**Dataset records on where objects appear:**
■ ■ ■ ■ ■

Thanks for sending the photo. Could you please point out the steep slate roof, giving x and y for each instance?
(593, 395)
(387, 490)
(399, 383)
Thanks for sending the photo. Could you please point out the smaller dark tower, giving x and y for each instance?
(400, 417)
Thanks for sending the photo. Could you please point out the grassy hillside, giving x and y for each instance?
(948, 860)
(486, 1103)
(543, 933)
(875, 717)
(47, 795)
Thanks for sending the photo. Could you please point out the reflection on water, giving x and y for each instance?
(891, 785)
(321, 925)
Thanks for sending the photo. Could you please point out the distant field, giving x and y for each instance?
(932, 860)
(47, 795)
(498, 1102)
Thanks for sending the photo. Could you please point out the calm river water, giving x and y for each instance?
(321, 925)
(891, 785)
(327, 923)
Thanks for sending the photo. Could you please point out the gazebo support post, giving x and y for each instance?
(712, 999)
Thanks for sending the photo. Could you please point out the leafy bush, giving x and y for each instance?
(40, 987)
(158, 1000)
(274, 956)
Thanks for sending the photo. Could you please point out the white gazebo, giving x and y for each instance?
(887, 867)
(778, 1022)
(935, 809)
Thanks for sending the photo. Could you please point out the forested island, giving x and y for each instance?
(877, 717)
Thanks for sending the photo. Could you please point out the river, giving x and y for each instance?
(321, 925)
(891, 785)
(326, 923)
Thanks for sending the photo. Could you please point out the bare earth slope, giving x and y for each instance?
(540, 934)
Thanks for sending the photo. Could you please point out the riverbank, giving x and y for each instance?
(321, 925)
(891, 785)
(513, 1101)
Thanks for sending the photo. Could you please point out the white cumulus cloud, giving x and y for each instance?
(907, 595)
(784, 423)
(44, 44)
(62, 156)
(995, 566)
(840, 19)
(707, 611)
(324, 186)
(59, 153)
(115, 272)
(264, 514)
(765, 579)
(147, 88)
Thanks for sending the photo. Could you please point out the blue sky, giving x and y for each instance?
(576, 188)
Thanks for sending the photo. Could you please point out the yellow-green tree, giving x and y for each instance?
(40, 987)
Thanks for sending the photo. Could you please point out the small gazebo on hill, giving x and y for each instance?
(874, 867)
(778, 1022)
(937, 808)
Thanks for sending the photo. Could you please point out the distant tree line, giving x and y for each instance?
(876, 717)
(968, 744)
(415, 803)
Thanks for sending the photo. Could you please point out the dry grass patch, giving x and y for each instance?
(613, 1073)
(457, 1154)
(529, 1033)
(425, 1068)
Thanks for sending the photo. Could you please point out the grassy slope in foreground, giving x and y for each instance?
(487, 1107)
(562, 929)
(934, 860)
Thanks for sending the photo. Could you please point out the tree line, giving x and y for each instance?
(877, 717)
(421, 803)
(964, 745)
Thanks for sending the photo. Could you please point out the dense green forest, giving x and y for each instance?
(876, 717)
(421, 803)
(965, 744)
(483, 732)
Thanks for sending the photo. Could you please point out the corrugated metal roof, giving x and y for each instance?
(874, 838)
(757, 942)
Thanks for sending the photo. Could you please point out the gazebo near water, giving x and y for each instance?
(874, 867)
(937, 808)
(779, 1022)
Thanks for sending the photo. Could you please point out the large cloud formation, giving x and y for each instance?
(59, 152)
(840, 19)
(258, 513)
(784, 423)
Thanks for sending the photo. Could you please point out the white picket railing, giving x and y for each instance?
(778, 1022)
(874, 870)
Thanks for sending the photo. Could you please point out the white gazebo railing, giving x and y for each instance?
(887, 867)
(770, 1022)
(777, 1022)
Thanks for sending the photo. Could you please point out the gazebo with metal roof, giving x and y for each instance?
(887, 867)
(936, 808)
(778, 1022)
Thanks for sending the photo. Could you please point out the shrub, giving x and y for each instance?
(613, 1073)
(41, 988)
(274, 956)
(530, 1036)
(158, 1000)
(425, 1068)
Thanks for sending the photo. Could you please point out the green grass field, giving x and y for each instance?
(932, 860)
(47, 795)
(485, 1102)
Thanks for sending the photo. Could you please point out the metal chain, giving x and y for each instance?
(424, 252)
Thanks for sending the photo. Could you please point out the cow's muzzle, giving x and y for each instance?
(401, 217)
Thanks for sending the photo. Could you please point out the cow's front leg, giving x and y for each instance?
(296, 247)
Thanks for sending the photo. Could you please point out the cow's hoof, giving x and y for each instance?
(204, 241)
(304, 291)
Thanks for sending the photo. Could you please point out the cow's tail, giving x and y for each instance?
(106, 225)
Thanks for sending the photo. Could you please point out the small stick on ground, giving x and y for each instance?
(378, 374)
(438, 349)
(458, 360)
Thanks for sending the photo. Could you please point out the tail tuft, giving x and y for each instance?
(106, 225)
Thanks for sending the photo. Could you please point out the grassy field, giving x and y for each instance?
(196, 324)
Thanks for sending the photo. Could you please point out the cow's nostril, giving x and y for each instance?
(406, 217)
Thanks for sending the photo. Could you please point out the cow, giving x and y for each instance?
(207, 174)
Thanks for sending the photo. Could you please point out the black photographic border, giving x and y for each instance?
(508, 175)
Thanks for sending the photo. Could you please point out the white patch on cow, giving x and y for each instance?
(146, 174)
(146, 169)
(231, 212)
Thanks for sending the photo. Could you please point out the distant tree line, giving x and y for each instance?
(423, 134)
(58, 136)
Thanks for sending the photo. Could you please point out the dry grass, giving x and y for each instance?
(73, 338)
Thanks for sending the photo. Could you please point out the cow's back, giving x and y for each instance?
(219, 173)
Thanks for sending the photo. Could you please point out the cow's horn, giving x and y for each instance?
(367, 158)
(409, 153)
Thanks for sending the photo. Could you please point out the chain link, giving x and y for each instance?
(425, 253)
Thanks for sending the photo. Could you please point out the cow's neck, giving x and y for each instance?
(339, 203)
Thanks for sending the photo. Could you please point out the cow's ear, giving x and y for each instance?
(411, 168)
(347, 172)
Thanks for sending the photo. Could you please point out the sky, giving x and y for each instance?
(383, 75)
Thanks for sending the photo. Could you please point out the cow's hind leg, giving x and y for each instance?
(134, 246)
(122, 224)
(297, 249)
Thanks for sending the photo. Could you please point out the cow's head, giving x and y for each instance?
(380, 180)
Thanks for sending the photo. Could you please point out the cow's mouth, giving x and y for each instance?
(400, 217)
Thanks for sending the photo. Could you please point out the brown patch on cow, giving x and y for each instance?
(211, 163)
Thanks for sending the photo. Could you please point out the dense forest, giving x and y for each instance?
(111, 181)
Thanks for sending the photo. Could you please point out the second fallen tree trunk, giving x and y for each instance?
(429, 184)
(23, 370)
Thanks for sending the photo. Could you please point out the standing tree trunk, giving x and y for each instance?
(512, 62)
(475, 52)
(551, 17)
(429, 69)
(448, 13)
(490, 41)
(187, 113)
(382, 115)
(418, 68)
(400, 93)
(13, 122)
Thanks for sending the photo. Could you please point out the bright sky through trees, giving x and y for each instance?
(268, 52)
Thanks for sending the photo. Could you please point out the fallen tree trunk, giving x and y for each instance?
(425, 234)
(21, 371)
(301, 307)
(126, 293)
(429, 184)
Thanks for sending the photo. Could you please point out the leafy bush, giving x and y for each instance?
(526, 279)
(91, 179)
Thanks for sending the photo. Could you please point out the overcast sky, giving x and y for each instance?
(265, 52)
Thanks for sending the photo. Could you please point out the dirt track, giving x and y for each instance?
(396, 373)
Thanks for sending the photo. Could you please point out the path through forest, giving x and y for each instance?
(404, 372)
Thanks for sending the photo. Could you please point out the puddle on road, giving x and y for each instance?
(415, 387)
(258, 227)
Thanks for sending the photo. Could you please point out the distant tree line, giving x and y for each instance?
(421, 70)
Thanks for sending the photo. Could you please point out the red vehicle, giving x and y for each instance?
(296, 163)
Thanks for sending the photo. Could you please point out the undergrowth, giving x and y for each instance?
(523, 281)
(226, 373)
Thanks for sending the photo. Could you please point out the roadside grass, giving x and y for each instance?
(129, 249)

■ ■ ■ ■ ■

**Work required:** Reproduce the lines from the line with "the gazebo near" up to and including the line with "(779, 1022)", substituting "the river" for "water" and leaving everything else unchanged.

**Result:**
Thanks for sending the photo. Could you please point out the gazebo near the river, giving x and y for each instance?
(874, 867)
(937, 808)
(779, 1022)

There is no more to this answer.